§ **PROBLEM STATEMENT**
When the line with "Each instance receives exactly one keypoint. Mark the decorative" is found, repeat it and all lines that follow it exactly, stopping at the end of the listing.

§ **DATA PROVIDED**
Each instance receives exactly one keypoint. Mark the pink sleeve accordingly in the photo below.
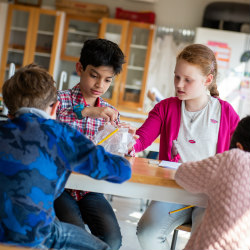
(150, 129)
(196, 177)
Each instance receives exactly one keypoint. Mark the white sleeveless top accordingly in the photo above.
(198, 134)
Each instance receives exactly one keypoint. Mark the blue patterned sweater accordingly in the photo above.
(37, 156)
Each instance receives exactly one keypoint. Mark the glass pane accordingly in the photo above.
(44, 40)
(109, 92)
(113, 33)
(136, 63)
(72, 77)
(140, 36)
(78, 33)
(18, 32)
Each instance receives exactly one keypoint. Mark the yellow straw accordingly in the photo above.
(104, 139)
(180, 209)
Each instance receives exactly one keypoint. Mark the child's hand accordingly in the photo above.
(131, 129)
(109, 114)
(151, 96)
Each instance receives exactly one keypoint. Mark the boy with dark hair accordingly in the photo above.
(83, 108)
(225, 180)
(37, 155)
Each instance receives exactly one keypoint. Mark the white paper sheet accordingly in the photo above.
(169, 164)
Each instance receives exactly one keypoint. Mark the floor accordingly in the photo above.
(128, 213)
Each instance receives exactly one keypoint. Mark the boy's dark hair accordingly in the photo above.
(31, 86)
(242, 134)
(102, 52)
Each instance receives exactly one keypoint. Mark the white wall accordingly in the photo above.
(173, 13)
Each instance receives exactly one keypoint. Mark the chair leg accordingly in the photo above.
(174, 240)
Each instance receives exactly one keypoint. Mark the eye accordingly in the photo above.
(176, 77)
(108, 80)
(93, 76)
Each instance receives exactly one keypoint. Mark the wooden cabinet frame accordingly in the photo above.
(120, 81)
(70, 17)
(31, 36)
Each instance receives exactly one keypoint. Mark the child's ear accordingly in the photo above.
(79, 68)
(209, 80)
(239, 145)
(53, 109)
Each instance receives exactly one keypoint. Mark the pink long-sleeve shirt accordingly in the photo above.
(164, 120)
(225, 179)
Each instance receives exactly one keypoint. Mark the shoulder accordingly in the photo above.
(106, 104)
(63, 94)
(225, 104)
(169, 104)
(171, 101)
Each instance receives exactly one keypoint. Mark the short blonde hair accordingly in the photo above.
(203, 57)
(31, 86)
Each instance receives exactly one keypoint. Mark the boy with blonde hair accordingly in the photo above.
(37, 155)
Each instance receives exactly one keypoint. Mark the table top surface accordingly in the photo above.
(144, 172)
(147, 173)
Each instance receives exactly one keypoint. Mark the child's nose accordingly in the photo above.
(99, 83)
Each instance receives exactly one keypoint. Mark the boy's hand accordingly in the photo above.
(131, 129)
(109, 114)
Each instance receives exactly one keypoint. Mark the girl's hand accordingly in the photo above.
(131, 130)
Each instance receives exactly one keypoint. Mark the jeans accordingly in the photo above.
(66, 236)
(93, 210)
(156, 223)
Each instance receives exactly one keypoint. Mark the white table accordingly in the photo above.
(148, 181)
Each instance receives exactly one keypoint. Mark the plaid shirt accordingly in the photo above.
(87, 126)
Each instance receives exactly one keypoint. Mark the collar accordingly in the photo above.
(79, 99)
(35, 111)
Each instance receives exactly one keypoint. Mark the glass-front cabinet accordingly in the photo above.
(116, 31)
(31, 35)
(77, 30)
(135, 39)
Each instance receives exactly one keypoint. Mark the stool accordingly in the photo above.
(184, 227)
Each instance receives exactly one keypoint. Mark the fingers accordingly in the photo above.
(109, 114)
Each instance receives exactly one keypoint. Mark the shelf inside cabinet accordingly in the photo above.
(133, 87)
(44, 54)
(14, 28)
(137, 46)
(135, 67)
(16, 50)
(44, 32)
(74, 44)
(80, 32)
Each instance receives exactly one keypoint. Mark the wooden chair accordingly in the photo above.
(184, 227)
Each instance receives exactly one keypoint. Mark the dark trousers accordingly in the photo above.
(93, 210)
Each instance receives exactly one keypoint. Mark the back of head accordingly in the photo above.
(31, 86)
(242, 134)
(102, 52)
(204, 58)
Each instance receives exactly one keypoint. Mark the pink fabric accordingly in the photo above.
(225, 179)
(164, 119)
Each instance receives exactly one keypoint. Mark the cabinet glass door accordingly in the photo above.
(15, 39)
(114, 30)
(78, 29)
(138, 53)
(44, 40)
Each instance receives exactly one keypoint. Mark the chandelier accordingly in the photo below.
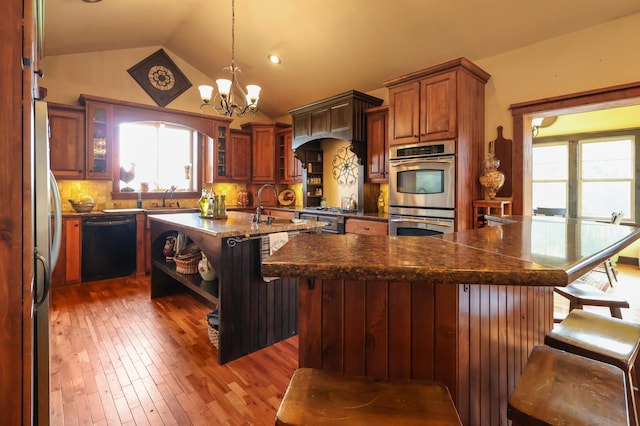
(226, 102)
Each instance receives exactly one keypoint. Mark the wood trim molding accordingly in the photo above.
(592, 100)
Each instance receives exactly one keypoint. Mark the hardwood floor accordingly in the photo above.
(118, 357)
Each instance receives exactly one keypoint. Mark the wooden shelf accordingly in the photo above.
(497, 207)
(208, 290)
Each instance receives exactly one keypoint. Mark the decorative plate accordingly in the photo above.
(287, 197)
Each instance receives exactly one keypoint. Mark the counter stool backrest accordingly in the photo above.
(550, 211)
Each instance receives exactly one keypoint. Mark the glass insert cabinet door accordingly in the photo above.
(100, 137)
(217, 163)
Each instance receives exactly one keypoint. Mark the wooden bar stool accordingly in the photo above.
(605, 339)
(561, 388)
(316, 397)
(581, 294)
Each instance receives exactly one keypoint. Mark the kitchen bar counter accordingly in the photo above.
(253, 313)
(464, 309)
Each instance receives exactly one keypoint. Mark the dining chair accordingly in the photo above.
(580, 293)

§ **OUTPUT**
Each instance receives exactly one keypoint. Mark the decorative plate accordingly in the photo above.
(287, 197)
Each instance receives exactly one keypoint. Mark the counter stool backrest accordingly in the photo above.
(550, 211)
Each instance receives exactly one keypoint. Mark the glass insert cabinet door accordingly in the photo above.
(100, 137)
(217, 163)
Each instance receives exactly one keypoint. Mark the wooden bar stool accordingly in the photo above.
(605, 339)
(561, 388)
(316, 397)
(581, 294)
Each instance receives exactly one keypoint. Mark the kitchen bar counter accordingly in the photo above.
(253, 313)
(464, 309)
Each instance receives exactly one keypoint. Mark the dining chair accordingly in the photo above.
(580, 293)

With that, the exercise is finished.